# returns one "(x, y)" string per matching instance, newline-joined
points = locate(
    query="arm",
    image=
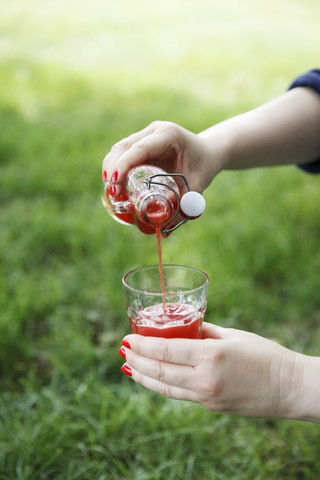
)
(283, 131)
(228, 371)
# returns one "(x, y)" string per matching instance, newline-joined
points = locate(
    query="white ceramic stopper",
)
(192, 204)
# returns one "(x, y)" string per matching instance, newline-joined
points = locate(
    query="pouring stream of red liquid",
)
(158, 237)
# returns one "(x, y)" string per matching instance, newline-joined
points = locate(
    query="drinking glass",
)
(172, 307)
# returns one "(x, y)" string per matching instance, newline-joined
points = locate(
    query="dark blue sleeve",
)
(311, 80)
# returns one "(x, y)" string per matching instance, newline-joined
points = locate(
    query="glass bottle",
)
(148, 198)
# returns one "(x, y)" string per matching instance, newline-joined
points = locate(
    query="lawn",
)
(75, 77)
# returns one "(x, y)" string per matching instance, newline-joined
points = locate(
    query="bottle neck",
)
(155, 209)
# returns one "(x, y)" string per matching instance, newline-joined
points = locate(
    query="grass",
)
(75, 78)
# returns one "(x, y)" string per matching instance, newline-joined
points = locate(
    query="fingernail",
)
(127, 370)
(122, 352)
(114, 177)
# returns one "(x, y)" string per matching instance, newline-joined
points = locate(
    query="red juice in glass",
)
(168, 302)
(176, 320)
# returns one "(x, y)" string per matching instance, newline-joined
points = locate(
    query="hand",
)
(228, 370)
(169, 146)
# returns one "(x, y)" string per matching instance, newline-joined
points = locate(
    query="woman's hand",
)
(170, 147)
(228, 370)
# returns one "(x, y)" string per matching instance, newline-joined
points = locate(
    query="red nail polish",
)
(127, 370)
(114, 177)
(122, 352)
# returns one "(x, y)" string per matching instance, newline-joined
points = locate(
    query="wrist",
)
(216, 149)
(307, 389)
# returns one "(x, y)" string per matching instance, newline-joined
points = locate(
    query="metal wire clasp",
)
(150, 181)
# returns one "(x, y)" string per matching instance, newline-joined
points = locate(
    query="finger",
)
(168, 373)
(155, 146)
(169, 391)
(216, 332)
(209, 330)
(170, 350)
(110, 160)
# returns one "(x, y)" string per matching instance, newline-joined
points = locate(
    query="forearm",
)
(306, 402)
(283, 131)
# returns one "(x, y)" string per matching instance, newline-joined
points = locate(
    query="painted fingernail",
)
(122, 352)
(127, 370)
(114, 177)
(125, 343)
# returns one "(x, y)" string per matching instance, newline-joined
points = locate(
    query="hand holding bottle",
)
(169, 146)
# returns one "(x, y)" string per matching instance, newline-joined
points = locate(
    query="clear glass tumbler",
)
(174, 308)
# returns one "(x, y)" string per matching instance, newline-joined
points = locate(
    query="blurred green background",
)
(75, 77)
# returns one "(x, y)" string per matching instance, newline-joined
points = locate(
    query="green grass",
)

• [The exercise]: Without including any pictures, please restate all the records exactly.

• [Final result]:
# returns one "(x, y)" string per matching instance, newline-joined
points = locate(
    query="arm",
    image=
)
(283, 131)
(228, 371)
# returns one "(x, y)" string per matching instance, newline-joined
points = locate(
    query="white ceramic stopper",
)
(192, 204)
# returns one "(x, y)" string per matching instance, newline-joined
points = locate(
    query="pouring stream of red liquid",
)
(158, 237)
# returns one "(x, y)" string per matching instance, newline-joined
points = locate(
    query="drinking glass",
)
(172, 307)
# returns one "(x, y)" string per matching instance, newline-joined
points = locate(
    query="dark blue sleeve",
)
(311, 80)
# returns one "(x, y)" string per matching instance, newline-joined
points = locate(
    query="glass bottle",
)
(148, 198)
# returns one "(x, y)" string per matching instance, newline-joined
points = locate(
    query="lawn",
)
(75, 77)
# returns one "(x, y)" string per matching instance, newline-joined
points = locate(
    query="bottle neck",
)
(155, 209)
# returns one "(x, y)" string per matching instance, newline-joined
points = locate(
    query="grass",
)
(75, 78)
# returns one "(x, y)" string per matching instance, newline-joined
points = locate(
    query="fingernail",
)
(127, 370)
(122, 352)
(114, 177)
# returns one "(x, y)" string per matching instance, newline-joined
points = locate(
    query="red juice in glass",
)
(168, 302)
(176, 320)
# returns one "(x, y)" string per matching instance, newline-joined
points = locate(
    query="hand",
)
(228, 370)
(169, 146)
# returns one "(x, y)" string per matching instance, newline-joined
points = locate(
    query="woman's hand",
)
(170, 147)
(228, 370)
# returns one "(x, y)" string per matching instance, newline-joined
points = locate(
    query="red nail polish",
)
(127, 370)
(114, 177)
(122, 352)
# returns one "(x, y)" string per matching instance, newline-joined
points = locate(
    query="wrist",
)
(216, 149)
(307, 389)
# returns one "(x, y)" string per matching instance, newline-joined
points = locate(
    query="metal wire clasp",
)
(150, 181)
# returns one "(x, y)" string per matching instance, newline-joined
points = locate(
    query="finger",
)
(168, 373)
(155, 146)
(169, 391)
(216, 332)
(209, 330)
(170, 350)
(110, 160)
# returns one "(x, y)" string per matching instance, newline-joined
points = locate(
    query="forearm",
)
(306, 402)
(283, 131)
# returns one "(x, y)" string per matching instance, newline-joined
points = locate(
    query="painted fingernail",
)
(122, 352)
(127, 370)
(114, 177)
(125, 343)
# returns one "(x, y)" string per matching instance, newline-joined
points = locate(
    query="hand holding bottle",
)
(169, 146)
# returns one "(x, y)" string per matching instance, newline-joined
points = locate(
    query="clear glass tumbler",
)
(174, 308)
# returns one "(x, y)" string per matching instance, newline-joined
points = locate(
    query="blurred green background",
)
(75, 77)
# returns one "(x, y)" string per matching instance, newline-joined
points = locate(
    query="green grass",
)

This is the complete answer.